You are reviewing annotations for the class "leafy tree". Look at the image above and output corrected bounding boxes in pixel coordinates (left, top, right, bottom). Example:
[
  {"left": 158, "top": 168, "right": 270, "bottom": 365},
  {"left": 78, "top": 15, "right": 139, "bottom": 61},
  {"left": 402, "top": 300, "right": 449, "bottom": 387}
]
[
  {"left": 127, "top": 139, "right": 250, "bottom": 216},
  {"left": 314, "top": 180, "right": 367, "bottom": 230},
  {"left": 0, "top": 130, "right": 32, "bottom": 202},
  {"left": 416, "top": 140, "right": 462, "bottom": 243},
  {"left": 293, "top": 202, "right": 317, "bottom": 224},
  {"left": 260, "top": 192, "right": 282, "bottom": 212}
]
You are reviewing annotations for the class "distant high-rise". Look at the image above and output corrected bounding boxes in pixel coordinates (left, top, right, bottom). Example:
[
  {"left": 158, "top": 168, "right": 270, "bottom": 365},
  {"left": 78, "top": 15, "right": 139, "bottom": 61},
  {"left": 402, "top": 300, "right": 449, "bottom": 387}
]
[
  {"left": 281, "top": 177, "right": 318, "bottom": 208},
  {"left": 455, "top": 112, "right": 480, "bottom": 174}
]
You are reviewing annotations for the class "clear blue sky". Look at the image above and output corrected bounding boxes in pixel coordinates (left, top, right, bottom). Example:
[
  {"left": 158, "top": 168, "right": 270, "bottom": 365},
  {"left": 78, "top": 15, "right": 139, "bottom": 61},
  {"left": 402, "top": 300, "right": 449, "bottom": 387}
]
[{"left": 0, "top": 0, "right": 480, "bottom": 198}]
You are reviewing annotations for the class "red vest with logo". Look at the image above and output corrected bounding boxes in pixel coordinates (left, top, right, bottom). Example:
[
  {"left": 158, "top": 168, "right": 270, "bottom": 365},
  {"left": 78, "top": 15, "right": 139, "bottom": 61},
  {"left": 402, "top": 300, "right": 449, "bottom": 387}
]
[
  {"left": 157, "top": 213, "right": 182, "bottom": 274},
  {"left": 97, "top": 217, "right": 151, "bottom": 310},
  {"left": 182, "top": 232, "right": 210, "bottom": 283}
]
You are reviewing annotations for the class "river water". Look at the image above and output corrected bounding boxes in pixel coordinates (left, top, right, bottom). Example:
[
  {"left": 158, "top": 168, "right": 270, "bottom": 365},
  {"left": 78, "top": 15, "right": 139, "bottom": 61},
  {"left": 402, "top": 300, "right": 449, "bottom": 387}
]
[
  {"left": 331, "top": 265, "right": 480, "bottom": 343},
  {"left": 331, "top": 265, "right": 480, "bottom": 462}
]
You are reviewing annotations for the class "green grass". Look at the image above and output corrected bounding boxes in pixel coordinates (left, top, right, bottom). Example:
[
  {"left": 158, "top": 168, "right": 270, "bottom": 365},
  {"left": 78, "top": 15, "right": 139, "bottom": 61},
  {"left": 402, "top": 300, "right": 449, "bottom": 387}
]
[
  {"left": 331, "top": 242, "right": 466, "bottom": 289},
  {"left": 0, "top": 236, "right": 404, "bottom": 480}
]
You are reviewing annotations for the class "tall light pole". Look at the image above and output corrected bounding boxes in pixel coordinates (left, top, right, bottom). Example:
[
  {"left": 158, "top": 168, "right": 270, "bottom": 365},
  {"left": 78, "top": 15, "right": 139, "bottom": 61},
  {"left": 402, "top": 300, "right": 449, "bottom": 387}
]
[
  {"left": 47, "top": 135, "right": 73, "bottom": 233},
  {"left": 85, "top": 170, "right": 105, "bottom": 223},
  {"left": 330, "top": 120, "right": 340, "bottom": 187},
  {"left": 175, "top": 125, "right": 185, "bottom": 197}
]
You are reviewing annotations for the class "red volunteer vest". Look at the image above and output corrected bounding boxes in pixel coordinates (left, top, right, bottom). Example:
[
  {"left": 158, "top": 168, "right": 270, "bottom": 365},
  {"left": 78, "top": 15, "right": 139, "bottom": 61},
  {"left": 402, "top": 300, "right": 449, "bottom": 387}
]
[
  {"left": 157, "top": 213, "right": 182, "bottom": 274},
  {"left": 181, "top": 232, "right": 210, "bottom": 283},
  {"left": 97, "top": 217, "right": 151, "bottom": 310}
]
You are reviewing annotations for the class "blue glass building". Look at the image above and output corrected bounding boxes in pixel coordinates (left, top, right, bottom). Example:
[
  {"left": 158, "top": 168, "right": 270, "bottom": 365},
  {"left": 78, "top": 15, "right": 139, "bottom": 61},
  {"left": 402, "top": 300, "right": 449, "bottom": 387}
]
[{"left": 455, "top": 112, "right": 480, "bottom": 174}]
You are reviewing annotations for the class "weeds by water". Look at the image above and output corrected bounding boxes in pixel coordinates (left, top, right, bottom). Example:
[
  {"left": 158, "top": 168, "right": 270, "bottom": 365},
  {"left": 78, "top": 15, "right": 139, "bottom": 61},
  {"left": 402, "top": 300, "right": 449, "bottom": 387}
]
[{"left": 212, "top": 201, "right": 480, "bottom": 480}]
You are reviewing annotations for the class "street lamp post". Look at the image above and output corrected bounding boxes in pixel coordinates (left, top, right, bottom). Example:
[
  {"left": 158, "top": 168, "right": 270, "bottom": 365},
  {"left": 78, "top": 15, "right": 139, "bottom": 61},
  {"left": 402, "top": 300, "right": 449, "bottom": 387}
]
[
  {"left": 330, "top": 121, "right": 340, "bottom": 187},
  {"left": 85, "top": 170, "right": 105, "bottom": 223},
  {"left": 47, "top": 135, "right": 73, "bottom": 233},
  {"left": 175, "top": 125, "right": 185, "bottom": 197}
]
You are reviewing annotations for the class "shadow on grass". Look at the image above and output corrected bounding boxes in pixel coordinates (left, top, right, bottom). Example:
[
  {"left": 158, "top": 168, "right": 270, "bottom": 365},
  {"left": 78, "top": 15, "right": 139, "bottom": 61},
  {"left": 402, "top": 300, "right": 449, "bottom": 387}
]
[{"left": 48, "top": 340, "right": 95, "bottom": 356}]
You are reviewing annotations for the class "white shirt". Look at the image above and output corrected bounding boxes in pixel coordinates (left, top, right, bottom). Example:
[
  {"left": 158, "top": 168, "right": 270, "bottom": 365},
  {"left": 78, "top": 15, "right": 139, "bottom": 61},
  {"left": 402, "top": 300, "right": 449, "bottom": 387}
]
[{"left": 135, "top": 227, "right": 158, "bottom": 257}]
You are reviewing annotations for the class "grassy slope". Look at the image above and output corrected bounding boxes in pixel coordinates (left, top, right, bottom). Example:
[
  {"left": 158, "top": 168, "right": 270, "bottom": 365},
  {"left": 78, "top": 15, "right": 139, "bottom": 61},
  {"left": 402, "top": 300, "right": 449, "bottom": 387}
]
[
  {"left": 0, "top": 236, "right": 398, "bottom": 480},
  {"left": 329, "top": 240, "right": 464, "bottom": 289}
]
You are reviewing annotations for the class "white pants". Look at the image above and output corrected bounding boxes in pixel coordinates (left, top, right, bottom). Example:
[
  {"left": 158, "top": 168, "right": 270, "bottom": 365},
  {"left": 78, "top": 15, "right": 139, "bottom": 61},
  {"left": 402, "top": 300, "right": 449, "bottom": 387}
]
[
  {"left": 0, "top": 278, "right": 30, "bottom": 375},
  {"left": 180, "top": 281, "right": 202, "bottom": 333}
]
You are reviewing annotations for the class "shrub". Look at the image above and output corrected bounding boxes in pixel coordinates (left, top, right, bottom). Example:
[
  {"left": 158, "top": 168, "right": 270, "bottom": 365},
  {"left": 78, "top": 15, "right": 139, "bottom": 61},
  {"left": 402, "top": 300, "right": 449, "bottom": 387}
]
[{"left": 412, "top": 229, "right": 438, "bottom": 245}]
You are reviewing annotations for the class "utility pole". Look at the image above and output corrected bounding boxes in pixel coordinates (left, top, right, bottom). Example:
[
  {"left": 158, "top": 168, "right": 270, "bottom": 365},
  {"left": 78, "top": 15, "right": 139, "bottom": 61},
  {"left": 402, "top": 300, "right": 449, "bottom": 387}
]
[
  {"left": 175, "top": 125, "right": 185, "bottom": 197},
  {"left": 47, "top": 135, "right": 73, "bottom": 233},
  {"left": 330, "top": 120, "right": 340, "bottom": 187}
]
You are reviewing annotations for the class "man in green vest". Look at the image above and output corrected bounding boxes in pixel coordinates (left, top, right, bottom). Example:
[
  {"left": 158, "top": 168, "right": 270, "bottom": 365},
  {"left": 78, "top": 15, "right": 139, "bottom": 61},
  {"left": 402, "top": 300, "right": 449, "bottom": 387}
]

* * * * * * * * *

Please return each line of the data above that contains the word "pole", treating uppercase and lowercase as different.

→ Written solution
You are reviewing annotations for the class "tall light pole". Look at the image above and output corrected bounding boxes in pixel coordinates (left, top, right, bottom). Example:
You are reviewing annotations for the class "utility pole". Look at the image above and output corrected bounding boxes in pixel coordinates (left, top, right, bottom). Example:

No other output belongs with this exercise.